### [WORK TO DO]
Rewrite the material from the line containing "Can you find the dead branch" to the line containing "pixel 180 90", replacing "Place a pin" with "Drop a marker" and leaving everything else unchanged.

### [RECORD LIST]
....

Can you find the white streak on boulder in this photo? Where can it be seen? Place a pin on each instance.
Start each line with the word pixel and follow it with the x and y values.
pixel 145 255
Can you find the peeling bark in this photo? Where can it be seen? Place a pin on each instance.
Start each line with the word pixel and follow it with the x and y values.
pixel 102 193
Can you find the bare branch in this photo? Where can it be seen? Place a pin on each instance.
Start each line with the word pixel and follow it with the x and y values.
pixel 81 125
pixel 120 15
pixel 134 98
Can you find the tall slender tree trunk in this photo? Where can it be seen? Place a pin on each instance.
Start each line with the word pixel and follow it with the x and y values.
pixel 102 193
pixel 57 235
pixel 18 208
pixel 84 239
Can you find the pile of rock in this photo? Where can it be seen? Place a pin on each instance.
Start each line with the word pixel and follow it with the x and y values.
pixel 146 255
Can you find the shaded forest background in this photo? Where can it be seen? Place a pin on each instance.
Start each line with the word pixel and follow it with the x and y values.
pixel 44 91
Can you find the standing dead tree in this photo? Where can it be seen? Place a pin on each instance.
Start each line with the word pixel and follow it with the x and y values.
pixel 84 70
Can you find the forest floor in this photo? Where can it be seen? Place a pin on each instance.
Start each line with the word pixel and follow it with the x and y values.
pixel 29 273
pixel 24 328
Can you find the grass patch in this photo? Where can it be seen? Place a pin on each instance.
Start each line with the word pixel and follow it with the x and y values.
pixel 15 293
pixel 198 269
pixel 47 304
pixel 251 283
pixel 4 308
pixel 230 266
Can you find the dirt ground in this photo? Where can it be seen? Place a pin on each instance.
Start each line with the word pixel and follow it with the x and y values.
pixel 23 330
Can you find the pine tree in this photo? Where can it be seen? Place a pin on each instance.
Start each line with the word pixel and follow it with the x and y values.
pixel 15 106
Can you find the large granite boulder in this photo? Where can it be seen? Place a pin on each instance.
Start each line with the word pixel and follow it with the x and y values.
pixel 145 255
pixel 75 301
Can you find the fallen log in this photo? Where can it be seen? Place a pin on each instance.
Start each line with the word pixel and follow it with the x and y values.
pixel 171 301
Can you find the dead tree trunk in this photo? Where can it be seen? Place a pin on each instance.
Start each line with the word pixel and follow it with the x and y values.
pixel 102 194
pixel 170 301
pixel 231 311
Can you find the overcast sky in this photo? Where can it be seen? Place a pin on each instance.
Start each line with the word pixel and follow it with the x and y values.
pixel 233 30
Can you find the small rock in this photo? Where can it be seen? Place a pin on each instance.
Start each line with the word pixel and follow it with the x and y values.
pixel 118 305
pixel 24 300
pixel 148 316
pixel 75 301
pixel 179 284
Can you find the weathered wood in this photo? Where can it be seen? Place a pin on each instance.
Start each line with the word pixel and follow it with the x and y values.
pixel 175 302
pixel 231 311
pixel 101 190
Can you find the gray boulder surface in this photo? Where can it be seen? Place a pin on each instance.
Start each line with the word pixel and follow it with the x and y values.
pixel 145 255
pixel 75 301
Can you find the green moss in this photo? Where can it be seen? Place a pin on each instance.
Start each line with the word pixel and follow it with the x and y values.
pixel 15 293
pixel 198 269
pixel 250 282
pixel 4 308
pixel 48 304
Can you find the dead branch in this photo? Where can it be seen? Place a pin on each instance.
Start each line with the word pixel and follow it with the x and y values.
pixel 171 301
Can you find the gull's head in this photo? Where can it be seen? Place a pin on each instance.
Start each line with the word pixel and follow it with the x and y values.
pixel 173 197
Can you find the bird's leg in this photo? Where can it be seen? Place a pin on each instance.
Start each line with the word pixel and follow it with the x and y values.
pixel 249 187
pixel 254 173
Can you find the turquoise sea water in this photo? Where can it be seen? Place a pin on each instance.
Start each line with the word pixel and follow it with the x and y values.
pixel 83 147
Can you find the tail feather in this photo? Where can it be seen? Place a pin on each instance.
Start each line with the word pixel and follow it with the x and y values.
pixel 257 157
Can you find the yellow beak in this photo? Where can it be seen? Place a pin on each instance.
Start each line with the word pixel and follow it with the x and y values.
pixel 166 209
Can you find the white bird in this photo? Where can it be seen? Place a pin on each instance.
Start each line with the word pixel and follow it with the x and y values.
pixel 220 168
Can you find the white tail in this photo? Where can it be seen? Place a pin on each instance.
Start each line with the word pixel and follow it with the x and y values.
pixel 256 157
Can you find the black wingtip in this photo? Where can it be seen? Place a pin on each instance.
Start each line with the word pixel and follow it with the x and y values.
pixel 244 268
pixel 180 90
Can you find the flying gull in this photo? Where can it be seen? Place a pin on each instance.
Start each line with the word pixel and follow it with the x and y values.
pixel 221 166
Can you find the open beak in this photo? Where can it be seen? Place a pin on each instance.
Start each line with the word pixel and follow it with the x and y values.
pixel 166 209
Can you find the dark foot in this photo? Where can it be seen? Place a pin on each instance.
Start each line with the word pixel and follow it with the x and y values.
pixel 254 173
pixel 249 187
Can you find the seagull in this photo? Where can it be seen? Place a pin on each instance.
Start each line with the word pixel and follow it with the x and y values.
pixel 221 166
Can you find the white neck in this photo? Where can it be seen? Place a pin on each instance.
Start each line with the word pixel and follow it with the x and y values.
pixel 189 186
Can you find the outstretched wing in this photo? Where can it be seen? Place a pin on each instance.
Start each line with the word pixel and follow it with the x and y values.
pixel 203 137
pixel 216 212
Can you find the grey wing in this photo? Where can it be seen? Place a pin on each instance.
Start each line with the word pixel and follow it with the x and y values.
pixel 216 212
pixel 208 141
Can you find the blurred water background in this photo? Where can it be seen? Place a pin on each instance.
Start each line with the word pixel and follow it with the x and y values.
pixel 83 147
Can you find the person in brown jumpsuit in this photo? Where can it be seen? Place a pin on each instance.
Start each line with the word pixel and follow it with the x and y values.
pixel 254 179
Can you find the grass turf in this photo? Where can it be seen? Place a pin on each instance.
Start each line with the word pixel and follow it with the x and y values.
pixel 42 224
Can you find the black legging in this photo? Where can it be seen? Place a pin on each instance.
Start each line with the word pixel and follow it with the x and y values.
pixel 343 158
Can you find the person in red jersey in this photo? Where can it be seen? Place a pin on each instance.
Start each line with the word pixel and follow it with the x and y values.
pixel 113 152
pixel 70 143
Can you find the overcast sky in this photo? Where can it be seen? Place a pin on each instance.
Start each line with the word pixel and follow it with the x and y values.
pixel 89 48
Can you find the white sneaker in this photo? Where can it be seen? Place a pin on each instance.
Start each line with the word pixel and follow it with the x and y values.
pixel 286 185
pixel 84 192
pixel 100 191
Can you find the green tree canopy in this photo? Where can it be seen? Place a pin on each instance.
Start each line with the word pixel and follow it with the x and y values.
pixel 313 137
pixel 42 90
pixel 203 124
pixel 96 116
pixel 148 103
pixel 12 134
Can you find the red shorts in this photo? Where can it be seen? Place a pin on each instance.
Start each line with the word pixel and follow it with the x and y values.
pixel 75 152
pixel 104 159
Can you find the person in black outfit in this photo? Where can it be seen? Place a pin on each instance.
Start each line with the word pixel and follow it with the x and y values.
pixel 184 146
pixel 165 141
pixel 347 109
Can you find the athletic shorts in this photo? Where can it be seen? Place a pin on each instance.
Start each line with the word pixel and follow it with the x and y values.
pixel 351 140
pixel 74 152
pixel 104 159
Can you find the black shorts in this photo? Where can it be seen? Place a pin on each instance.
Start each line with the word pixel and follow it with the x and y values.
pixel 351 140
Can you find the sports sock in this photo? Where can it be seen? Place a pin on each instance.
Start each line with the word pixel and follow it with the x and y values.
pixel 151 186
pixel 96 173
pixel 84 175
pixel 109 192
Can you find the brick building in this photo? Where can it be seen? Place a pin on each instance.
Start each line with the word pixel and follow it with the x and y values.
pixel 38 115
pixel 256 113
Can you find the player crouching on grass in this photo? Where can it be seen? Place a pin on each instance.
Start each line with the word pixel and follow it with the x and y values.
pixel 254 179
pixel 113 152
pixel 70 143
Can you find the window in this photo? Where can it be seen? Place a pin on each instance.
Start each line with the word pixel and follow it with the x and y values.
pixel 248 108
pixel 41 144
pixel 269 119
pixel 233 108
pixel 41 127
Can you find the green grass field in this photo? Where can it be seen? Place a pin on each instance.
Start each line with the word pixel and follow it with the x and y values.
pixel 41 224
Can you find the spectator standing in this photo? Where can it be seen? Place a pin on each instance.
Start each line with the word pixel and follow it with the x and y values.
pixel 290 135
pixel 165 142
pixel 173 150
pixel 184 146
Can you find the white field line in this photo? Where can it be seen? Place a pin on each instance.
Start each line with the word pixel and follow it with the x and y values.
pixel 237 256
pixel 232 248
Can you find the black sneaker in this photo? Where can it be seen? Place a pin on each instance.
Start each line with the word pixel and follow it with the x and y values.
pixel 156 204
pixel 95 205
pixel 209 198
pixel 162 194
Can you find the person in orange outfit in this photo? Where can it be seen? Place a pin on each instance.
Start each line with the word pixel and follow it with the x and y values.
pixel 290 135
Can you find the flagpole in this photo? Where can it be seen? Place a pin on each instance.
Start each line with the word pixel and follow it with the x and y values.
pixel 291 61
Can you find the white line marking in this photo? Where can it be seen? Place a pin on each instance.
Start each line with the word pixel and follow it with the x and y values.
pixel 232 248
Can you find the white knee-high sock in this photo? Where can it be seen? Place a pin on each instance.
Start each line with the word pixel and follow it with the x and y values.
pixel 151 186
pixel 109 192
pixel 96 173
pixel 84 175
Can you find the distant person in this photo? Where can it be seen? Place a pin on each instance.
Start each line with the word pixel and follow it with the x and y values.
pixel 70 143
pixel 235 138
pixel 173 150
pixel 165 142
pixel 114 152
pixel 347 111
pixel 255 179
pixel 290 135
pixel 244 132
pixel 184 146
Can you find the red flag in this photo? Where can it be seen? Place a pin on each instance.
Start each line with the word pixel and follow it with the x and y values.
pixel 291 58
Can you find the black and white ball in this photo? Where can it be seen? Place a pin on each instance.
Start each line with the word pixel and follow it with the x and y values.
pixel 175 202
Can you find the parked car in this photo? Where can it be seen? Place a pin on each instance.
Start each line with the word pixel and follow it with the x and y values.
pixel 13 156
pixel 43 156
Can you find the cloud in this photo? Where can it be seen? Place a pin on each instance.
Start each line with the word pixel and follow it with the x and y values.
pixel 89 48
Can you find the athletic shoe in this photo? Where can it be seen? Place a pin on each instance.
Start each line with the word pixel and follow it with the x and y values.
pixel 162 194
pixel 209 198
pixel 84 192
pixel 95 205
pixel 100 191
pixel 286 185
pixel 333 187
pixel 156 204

....

### [ANSWER TO THIS EXERCISE]
Can you find the dead branch in this photo? Where can it be seen? Drop a marker on each instance.
Start each line with the word pixel and follow it with the x and y values.
pixel 171 301
Can you find the gull's head in this photo? Where can it be seen? Drop a marker on each instance.
Start each line with the word pixel and follow it with the x and y values.
pixel 173 197
Can you find the bird's leg in this photo? Where can it be seen? Drop a marker on each instance.
Start each line with the word pixel and follow it with the x and y values.
pixel 249 187
pixel 254 173
Can you find the turquoise sea water in this photo? Where can it be seen? Drop a marker on each instance.
Start each line with the word pixel and follow it with the x and y values.
pixel 83 147
Can you find the tail feather in this photo? Where can it be seen? Drop a marker on each instance.
Start each line with the word pixel and follow it with the x and y values.
pixel 257 157
Can you find the yellow beak in this photo? Where can it be seen? Drop a marker on each instance.
Start each line with the word pixel and follow it with the x and y values.
pixel 166 209
Can you find the white bird in this photo? Where can it be seen? Drop a marker on each instance.
Start each line with the word pixel and follow it with the x and y values.
pixel 220 168
Can you find the white tail in this photo? Where can it be seen? Drop a marker on each instance.
Start each line with the word pixel and follow it with the x and y values.
pixel 256 157
Can you find the black wingtip in this photo? Where can it be seen? Drop a marker on each instance.
Start each line with the word pixel and follow it with the x and y values.
pixel 244 268
pixel 180 90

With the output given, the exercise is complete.